* [YOUR TASK]: Nothing should be left out: output all of the entries exactly.
____________________
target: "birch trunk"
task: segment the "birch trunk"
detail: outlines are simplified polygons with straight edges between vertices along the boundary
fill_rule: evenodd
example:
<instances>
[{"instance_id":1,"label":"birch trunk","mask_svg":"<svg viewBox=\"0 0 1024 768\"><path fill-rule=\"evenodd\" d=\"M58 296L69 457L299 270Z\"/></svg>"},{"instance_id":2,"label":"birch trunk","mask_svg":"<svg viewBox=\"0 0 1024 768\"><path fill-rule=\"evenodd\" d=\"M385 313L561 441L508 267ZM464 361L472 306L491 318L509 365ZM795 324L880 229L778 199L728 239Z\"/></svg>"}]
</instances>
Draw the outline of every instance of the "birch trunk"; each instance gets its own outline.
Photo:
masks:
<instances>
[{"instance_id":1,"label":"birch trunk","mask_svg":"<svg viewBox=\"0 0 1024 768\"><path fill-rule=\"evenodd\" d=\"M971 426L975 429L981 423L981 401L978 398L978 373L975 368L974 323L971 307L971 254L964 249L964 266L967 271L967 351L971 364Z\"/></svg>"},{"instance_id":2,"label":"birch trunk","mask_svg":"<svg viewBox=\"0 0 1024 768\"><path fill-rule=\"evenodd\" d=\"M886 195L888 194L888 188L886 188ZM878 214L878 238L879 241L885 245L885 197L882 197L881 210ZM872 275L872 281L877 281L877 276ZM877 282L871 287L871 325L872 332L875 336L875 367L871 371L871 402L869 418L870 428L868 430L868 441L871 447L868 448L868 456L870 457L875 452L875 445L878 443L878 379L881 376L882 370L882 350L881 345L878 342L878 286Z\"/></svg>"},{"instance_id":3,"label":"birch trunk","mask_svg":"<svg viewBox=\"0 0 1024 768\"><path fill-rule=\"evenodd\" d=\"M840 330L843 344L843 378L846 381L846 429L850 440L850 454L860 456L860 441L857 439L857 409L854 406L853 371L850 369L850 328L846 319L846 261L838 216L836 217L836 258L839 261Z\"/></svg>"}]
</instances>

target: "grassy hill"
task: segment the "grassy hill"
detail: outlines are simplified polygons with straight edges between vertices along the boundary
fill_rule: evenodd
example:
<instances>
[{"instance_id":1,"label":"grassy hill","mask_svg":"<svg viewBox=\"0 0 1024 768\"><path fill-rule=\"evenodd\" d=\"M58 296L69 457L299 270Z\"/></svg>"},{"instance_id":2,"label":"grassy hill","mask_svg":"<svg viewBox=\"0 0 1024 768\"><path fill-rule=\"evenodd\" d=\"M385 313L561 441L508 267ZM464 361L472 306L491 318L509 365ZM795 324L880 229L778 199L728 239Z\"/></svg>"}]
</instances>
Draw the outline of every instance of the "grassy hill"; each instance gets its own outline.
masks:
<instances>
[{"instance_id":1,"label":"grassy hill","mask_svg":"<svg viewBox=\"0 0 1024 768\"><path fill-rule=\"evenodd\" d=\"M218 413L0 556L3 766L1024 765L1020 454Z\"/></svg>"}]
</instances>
____________________
* [WRITTEN SOLUTION]:
target: "birch trunk"
task: segment the "birch trunk"
detail: outlines are simplified polygons with straight edges between vertices along the boundary
fill_rule: evenodd
example:
<instances>
[{"instance_id":1,"label":"birch trunk","mask_svg":"<svg viewBox=\"0 0 1024 768\"><path fill-rule=\"evenodd\" d=\"M58 296L69 457L299 270Z\"/></svg>"},{"instance_id":2,"label":"birch trunk","mask_svg":"<svg viewBox=\"0 0 1024 768\"><path fill-rule=\"evenodd\" d=\"M385 313L561 441L508 267ZM464 361L472 306L491 318L509 365ZM795 324L880 229L778 199L728 239Z\"/></svg>"}]
</instances>
Draw the outline of every instance of the "birch trunk"; each instance gets its own outline.
Photo:
masks:
<instances>
[{"instance_id":1,"label":"birch trunk","mask_svg":"<svg viewBox=\"0 0 1024 768\"><path fill-rule=\"evenodd\" d=\"M971 426L975 429L981 423L981 401L978 398L978 373L975 368L974 323L971 307L971 254L964 249L964 266L967 271L967 351L971 364Z\"/></svg>"},{"instance_id":2,"label":"birch trunk","mask_svg":"<svg viewBox=\"0 0 1024 768\"><path fill-rule=\"evenodd\" d=\"M886 195L888 194L888 188L886 188ZM878 214L878 238L879 241L885 245L885 197L882 197L881 210ZM872 275L872 281L877 281L877 276ZM877 282L871 287L871 325L872 332L875 336L875 367L871 371L871 402L869 418L870 428L868 430L868 441L871 447L868 448L868 456L870 457L875 452L875 445L878 443L878 379L881 376L882 370L882 350L881 345L878 342L878 286Z\"/></svg>"},{"instance_id":3,"label":"birch trunk","mask_svg":"<svg viewBox=\"0 0 1024 768\"><path fill-rule=\"evenodd\" d=\"M840 330L843 344L843 378L846 381L846 429L850 440L850 454L860 456L860 441L857 439L857 409L854 406L853 371L850 369L850 328L846 319L846 261L838 216L836 217L836 258L839 261Z\"/></svg>"}]
</instances>

target: "grassy hill"
task: segment the "grassy hill"
detail: outlines are simplified polygons with straight edges between vertices along the boundary
fill_rule: evenodd
example:
<instances>
[{"instance_id":1,"label":"grassy hill","mask_svg":"<svg viewBox=\"0 0 1024 768\"><path fill-rule=\"evenodd\" d=\"M58 296L69 457L299 270Z\"/></svg>"},{"instance_id":2,"label":"grassy hill","mask_svg":"<svg viewBox=\"0 0 1024 768\"><path fill-rule=\"evenodd\" d=\"M385 313L561 441L508 267ZM464 361L472 306L491 318L509 365ZM795 324L880 229L778 199L728 239Z\"/></svg>"}]
</instances>
Draw the outline of every instance of the "grassy hill"; each instance gets its own outline.
masks:
<instances>
[{"instance_id":1,"label":"grassy hill","mask_svg":"<svg viewBox=\"0 0 1024 768\"><path fill-rule=\"evenodd\" d=\"M218 413L0 556L3 766L1024 765L1020 454Z\"/></svg>"}]
</instances>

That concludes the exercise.